== 文档摘录

211 lines
9.1 KiB
Swift
211 lines
9.1 KiB
Swift
// Swiftified and further development by (c) 2022 and onwards The vChewing Project (MIT License).
|
||
// Was initially rebranded from (c) Lukhnos Liu's C++ library "Gramambular 2" (MIT License).
|
||
// ====================
|
||
// This code is released under the MIT license (SPDX-License-Identifier: MIT)
|
||
|
||
import Foundation
|
||
|
||
public extension Megrez.Compositor {
|
||
/// 鍵值配對,乃索引鍵陣列與讀音的配對單元。
|
||
struct KeyValuePaired: Equatable, Hashable, Comparable, CustomStringConvertible {
|
||
/// 索引鍵陣列。一般情況下用來放置讀音等可以用來作為索引的內容。
|
||
public var keyArray: [String]
|
||
/// 資料值。
|
||
public var value: String
|
||
/// 將當前鍵值列印成一個字串。
|
||
public var description: String { "(" + keyArray.description + "," + value + ")" }
|
||
/// 判斷當前鍵值配對是否合規。如果鍵與值有任一為空,則結果為 false。
|
||
public var isValid: Bool { !keyArray.joined().isEmpty && !value.isEmpty }
|
||
/// 將當前鍵值列印成一個字串,但如果該鍵值配對為空的話則僅列印「()」。
|
||
public var toNGramKey: String { !isValid ? "()" : "(" + joinedKey() + "," + value + ")" }
|
||
|
||
/// 初期化一組鍵值配對。
|
||
/// - Parameters:
|
||
/// - keyArray: 索引鍵陣列。一般情況下用來放置讀音等可以用來作為索引的內容。
|
||
/// - value: 資料值。
|
||
public init(keyArray: [String], value: String = "N/A") {
|
||
self.keyArray = keyArray.isEmpty ? ["N/A"] : keyArray
|
||
self.value = value.isEmpty ? "N/A" : value
|
||
}
|
||
|
||
/// 初期化一組鍵值配對。

====
== 练习数据

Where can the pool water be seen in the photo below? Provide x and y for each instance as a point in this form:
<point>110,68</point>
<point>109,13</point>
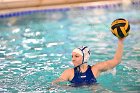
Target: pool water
<point>36,48</point>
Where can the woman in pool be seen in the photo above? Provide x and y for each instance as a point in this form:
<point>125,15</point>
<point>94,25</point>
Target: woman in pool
<point>82,73</point>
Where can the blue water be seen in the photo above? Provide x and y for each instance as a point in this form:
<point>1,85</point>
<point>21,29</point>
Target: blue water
<point>36,48</point>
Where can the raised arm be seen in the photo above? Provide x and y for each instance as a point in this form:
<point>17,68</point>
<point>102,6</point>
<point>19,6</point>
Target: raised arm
<point>104,66</point>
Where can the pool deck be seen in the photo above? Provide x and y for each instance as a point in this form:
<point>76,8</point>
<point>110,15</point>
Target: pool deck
<point>57,6</point>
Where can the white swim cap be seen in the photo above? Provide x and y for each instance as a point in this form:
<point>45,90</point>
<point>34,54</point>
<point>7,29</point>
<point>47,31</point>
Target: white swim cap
<point>84,51</point>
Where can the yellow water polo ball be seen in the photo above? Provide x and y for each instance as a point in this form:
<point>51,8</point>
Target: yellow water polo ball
<point>120,28</point>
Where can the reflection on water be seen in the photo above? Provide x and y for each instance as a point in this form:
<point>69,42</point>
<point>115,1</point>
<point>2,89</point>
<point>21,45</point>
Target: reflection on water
<point>35,49</point>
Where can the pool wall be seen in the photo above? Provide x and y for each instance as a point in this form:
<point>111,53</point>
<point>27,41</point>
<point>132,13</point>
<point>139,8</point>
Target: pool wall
<point>35,6</point>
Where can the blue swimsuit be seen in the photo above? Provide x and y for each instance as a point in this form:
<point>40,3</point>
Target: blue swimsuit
<point>86,78</point>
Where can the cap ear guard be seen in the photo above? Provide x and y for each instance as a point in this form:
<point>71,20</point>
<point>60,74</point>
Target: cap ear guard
<point>86,53</point>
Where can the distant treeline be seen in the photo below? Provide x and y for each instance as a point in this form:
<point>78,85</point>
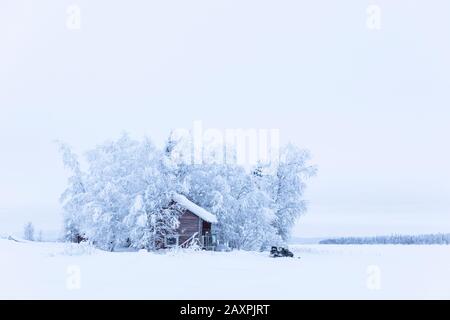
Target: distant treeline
<point>440,238</point>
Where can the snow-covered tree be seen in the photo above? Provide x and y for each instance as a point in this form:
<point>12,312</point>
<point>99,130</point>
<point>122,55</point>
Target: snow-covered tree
<point>124,197</point>
<point>28,232</point>
<point>74,196</point>
<point>289,187</point>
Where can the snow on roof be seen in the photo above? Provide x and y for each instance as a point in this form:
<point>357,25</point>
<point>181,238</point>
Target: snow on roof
<point>195,209</point>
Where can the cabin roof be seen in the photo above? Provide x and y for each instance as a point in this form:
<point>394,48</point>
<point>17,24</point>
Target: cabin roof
<point>195,209</point>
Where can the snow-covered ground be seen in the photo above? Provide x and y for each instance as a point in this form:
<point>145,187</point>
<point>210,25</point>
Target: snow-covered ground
<point>62,271</point>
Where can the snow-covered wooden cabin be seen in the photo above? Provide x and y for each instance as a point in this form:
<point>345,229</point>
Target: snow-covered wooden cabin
<point>195,226</point>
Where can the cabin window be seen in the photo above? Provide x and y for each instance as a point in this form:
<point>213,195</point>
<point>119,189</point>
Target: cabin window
<point>171,241</point>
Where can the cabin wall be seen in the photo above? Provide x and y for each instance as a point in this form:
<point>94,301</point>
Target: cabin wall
<point>189,224</point>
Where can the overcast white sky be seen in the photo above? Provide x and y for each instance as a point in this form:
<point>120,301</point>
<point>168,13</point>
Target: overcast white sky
<point>372,106</point>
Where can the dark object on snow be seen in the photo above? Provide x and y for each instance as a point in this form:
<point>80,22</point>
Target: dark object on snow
<point>276,252</point>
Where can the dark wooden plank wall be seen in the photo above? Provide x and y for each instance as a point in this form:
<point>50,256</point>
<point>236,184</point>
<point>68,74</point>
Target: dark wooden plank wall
<point>189,224</point>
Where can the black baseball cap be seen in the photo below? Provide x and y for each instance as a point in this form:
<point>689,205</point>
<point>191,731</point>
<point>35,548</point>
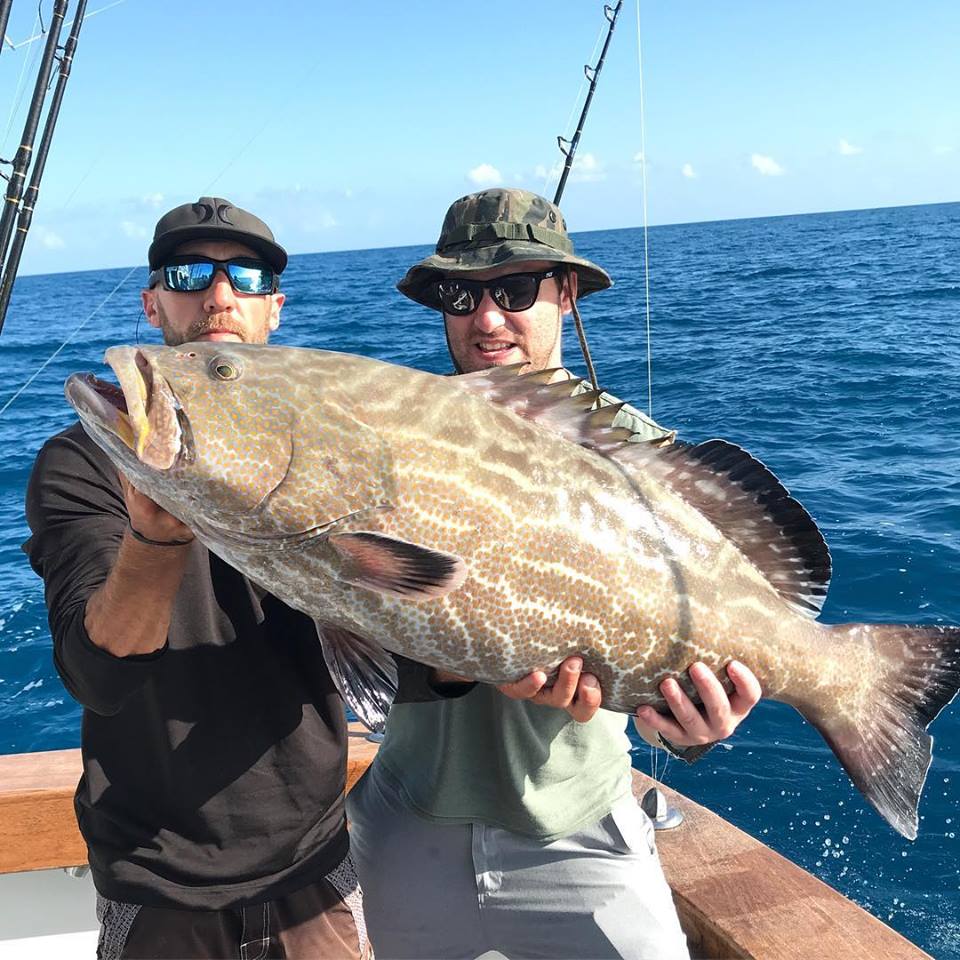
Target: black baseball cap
<point>213,218</point>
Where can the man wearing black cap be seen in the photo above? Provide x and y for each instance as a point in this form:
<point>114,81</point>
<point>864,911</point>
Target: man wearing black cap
<point>488,823</point>
<point>213,738</point>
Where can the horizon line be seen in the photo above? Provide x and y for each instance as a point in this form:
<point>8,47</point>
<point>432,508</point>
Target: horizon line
<point>573,233</point>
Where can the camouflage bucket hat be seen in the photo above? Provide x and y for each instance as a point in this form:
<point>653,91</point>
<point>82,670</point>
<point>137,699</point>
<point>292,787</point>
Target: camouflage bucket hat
<point>496,228</point>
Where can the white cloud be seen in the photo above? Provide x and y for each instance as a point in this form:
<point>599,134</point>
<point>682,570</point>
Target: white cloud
<point>485,175</point>
<point>134,230</point>
<point>767,166</point>
<point>587,168</point>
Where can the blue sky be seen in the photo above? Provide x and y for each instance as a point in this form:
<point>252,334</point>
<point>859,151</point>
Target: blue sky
<point>350,126</point>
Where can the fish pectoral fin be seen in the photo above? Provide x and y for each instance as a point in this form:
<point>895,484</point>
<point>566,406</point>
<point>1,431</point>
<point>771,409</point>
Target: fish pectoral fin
<point>397,568</point>
<point>364,673</point>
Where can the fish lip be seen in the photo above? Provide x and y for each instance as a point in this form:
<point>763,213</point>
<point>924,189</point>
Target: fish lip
<point>143,413</point>
<point>100,401</point>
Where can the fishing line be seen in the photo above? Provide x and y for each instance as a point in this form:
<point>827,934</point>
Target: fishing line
<point>69,339</point>
<point>646,247</point>
<point>67,24</point>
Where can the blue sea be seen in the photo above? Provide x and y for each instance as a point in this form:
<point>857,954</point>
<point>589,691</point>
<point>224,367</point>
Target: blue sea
<point>828,345</point>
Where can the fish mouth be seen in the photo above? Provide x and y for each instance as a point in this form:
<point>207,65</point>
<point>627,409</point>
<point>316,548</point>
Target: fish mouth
<point>142,413</point>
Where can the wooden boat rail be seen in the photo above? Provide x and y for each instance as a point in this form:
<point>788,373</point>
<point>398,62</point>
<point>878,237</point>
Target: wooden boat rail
<point>736,897</point>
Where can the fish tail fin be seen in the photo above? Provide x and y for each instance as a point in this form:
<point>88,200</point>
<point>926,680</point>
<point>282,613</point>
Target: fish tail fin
<point>883,744</point>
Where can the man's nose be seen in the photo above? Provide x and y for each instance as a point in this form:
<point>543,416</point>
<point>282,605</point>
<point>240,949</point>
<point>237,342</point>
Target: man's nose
<point>488,316</point>
<point>219,296</point>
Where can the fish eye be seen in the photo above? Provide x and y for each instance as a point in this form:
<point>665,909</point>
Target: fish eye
<point>224,369</point>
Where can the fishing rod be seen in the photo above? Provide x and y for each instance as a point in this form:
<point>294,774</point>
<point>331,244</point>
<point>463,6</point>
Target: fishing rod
<point>21,161</point>
<point>569,148</point>
<point>29,202</point>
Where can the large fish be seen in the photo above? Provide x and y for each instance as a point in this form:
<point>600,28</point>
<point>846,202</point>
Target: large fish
<point>494,524</point>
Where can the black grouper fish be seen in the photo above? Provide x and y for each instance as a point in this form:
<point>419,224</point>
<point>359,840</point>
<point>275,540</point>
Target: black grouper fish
<point>495,524</point>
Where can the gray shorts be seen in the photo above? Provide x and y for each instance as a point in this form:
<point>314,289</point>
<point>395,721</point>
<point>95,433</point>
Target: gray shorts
<point>459,890</point>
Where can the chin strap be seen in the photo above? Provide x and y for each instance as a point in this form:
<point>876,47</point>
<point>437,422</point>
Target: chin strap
<point>578,323</point>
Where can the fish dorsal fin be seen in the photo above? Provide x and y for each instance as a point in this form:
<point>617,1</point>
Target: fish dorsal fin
<point>733,490</point>
<point>745,501</point>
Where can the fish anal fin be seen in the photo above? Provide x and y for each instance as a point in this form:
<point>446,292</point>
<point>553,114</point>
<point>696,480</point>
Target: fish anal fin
<point>397,568</point>
<point>363,672</point>
<point>744,500</point>
<point>884,746</point>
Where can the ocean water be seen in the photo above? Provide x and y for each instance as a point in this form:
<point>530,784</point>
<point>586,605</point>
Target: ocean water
<point>827,345</point>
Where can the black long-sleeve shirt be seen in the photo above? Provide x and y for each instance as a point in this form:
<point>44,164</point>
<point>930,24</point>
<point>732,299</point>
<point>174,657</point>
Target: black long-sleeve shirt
<point>214,768</point>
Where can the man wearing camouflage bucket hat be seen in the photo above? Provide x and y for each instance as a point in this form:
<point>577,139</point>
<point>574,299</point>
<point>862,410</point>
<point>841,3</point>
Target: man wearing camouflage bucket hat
<point>487,822</point>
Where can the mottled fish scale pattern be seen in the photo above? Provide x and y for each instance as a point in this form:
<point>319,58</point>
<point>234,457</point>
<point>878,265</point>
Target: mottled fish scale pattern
<point>490,526</point>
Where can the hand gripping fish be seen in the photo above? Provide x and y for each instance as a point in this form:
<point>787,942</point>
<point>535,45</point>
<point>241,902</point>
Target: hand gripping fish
<point>495,523</point>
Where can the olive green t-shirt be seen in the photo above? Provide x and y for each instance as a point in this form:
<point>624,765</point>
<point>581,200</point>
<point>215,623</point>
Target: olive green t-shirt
<point>507,763</point>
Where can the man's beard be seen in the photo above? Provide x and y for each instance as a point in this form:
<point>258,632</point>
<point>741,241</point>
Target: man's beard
<point>207,324</point>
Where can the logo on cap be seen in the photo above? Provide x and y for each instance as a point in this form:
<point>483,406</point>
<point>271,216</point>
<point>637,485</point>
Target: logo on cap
<point>203,211</point>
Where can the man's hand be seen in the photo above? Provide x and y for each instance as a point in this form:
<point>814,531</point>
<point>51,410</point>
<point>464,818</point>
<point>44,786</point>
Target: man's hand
<point>574,691</point>
<point>149,519</point>
<point>716,720</point>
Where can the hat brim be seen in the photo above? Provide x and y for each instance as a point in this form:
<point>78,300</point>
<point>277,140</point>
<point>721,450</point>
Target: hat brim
<point>419,282</point>
<point>161,248</point>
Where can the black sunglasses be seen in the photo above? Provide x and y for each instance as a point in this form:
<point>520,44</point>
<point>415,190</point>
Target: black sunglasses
<point>513,292</point>
<point>189,274</point>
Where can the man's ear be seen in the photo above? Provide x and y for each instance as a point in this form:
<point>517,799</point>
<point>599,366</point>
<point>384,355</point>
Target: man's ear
<point>569,292</point>
<point>149,300</point>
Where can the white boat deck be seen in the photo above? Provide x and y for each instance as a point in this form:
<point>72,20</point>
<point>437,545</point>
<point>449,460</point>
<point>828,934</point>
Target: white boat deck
<point>47,915</point>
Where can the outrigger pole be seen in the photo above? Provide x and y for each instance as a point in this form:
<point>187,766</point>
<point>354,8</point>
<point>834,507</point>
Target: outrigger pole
<point>22,159</point>
<point>5,6</point>
<point>30,197</point>
<point>568,148</point>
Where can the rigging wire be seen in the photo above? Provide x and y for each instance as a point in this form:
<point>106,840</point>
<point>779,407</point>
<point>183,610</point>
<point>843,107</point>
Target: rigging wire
<point>272,120</point>
<point>21,89</point>
<point>646,245</point>
<point>70,339</point>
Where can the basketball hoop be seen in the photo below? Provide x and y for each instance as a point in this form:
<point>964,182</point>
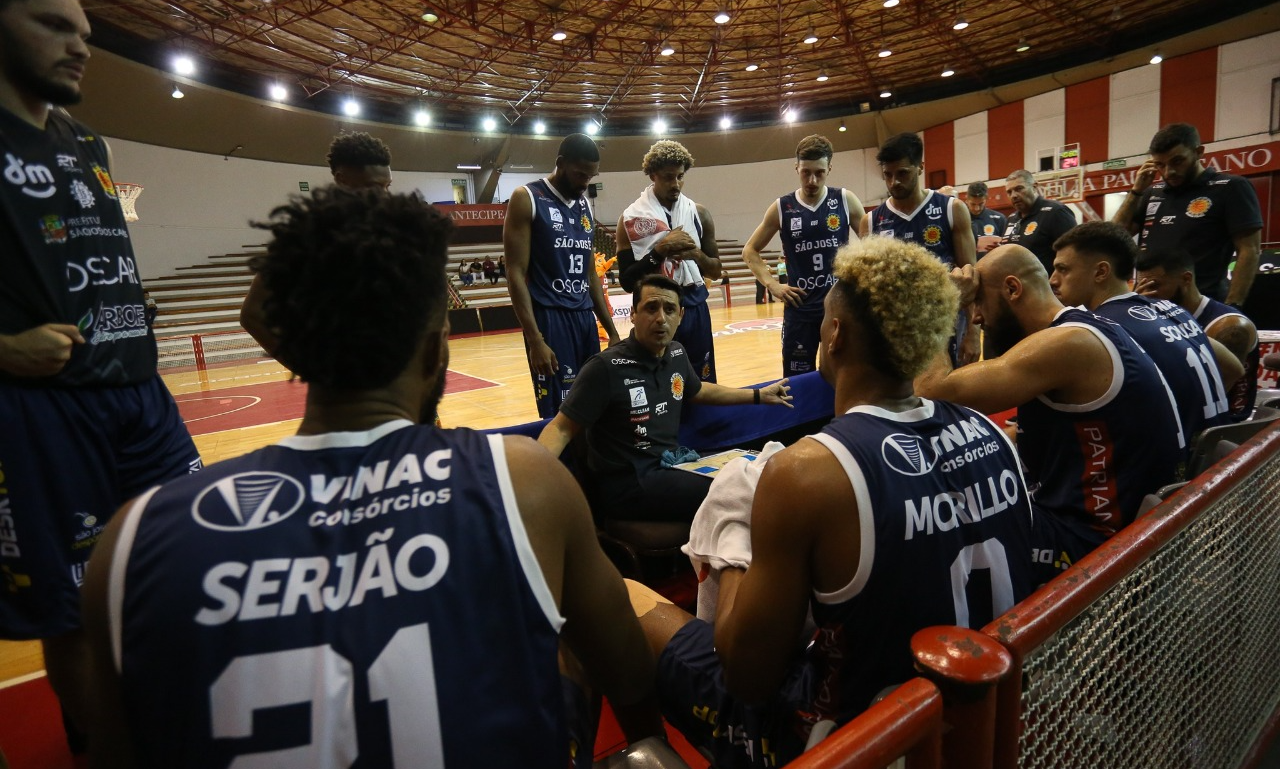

====

- [练习任务]:
1 – 根据文档摘录,初始化键值配对时如果传入的 value 为空,它会被设为什么?
2 – 在数据行中,从含有"Where can the fishing rod"的那一行开始,到含有"<point>29,202</point>"的那一行结束,能否把其中的"fishing rod"更新为"fishing pole",其余内容保持不变,并只给出这几行?
文档摘录和数据行出自不同的来源。

- [练习答案]:
1 – 会被设为 "N/A"。

2 –
Where can the fishing pole be seen in the photo above? Provide x and y for each instance as a point in this form:
<point>294,774</point>
<point>331,244</point>
<point>463,6</point>
Target: fishing pole
<point>21,161</point>
<point>569,148</point>
<point>29,202</point>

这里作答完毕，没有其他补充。